読解文:
- - - -

人間誰しもなにかしら未完のままにして世を去るものだろうー
いや、すべてやり尽くして大満足の裡に息を引きとる人も少しはいるかもしれないが。
私はそんな稀有な幸せ者には多分ならない。

そういう者にとって、昨日掲げた徒然草・第四十九段で殊更に厳しい一節は、

「誤りといふは、他の事にあらず、速かにすべき事を緩くし、
緩くすべき事を急ぎて、過ぎにし事の悔しきなり」

であろう。

「速やかにすべき」か「緩くすべき」かの判断はむずかしい。
しかし歳を相当に重ねてから「緩くすべき事」というのはきっと少ない。

私のsinger修業は「緩くする」ことだった。
幼少5歳からのことで、それなりの成果と言える『機甲界ガリアン』のOPとEDでの
歌唱まで約20年のことだった。

この2つの楽曲で三浦徳子さんとの共作詞したわけで、
つまり作詞家としても、さらに同時期サントリーのCMに採用していただいた
我が曲Prideがあり、つまり作曲家としてもその20年の緩き修業の一応の成果は出た。

こうしてEUROXでデビューし、多くのオファーをいただくという大幸運に恵まれたとき、
「速やかにすべき事」がきっとたくさんあったと思う。
しかし私はその多くを「緩くすべき事」と考えて、
あるいはその余りの「速やか」さ加減に慄いて、
またの機会までとバンドをデビューから1年もたず脱退してしまった。

- - - -

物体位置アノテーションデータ
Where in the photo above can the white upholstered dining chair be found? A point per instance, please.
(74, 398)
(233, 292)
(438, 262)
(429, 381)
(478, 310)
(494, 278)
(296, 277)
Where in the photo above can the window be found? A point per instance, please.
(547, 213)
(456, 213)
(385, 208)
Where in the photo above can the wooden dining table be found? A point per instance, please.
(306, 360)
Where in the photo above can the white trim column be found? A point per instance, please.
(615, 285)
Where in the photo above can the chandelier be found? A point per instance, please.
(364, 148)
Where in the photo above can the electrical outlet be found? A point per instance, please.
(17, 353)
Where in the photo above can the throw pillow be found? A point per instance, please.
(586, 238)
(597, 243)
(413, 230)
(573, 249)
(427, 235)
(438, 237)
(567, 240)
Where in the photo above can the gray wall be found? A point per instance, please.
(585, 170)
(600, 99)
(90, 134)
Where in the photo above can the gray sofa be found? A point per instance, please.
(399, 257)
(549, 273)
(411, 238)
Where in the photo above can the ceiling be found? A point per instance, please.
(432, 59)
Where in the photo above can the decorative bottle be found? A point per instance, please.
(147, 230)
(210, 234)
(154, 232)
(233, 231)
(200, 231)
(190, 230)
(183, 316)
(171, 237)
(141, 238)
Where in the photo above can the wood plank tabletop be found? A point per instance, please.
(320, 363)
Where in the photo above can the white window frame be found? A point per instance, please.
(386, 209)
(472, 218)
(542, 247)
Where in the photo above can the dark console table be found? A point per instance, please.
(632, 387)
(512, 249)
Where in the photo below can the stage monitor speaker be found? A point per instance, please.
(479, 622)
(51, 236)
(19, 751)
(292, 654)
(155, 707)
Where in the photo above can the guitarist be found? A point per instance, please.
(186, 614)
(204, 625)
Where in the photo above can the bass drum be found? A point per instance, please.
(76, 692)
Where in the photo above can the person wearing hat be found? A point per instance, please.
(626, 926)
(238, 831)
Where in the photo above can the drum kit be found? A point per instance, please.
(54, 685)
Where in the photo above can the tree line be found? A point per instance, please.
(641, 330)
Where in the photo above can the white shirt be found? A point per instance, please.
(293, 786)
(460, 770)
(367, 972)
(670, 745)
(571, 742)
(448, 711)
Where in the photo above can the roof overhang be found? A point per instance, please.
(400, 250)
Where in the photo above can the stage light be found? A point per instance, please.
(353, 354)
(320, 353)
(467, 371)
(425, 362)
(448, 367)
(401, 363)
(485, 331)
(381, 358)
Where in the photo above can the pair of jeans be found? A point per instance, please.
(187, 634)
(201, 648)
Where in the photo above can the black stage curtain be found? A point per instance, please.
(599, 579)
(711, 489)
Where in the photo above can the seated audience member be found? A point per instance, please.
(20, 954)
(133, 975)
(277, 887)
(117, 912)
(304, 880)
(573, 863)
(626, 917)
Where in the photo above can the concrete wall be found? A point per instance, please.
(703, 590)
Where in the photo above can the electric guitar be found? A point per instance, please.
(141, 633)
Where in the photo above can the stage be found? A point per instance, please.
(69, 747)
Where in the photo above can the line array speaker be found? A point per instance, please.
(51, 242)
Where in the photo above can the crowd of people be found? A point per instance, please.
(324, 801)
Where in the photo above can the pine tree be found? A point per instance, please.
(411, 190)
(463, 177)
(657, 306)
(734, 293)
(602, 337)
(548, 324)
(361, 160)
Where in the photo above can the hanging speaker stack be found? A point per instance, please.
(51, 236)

- - - -

指示文:
徒然草の一節と自身の歌手修業について語る文章を、最後の文の後から書き継いでください。

解答:
例えば当時イギリスのWARNERからオファーがあったLEVEL 42のイギリス国内
ツアーでの前座出演の話に私が乗れるど根性があったら、と思う。
Mick師はじめ日本のWARNER (Pioneer)のスタッフは、すでにイタリアWARNERでは
発売ということになったCold Line c/w Out of Control
アメリカのWARNERからも発売するという打診もあって、興奮され、
イギリス・ツアーが終わればそのままイギリスでファースト・アルバム録音までの計画を
お話しくださったのだが、私がそこで腰が引けなかったなら、と思うのだ。

これらの恵まれ過ぎとも言えるオファーのほぼすべてを私は「速やかに」は
受けることができず、「速やかに」できることでもないと自信を持てず、
苦しくなって逃亡してしまった。

そのとき「自信が持て」なかったのは、なにしろ作詞家としての自分だった。
作詞家としての自分の引き出しにはもう何も歌うべきことが入っていなかった。
スッカラカンだったのだ。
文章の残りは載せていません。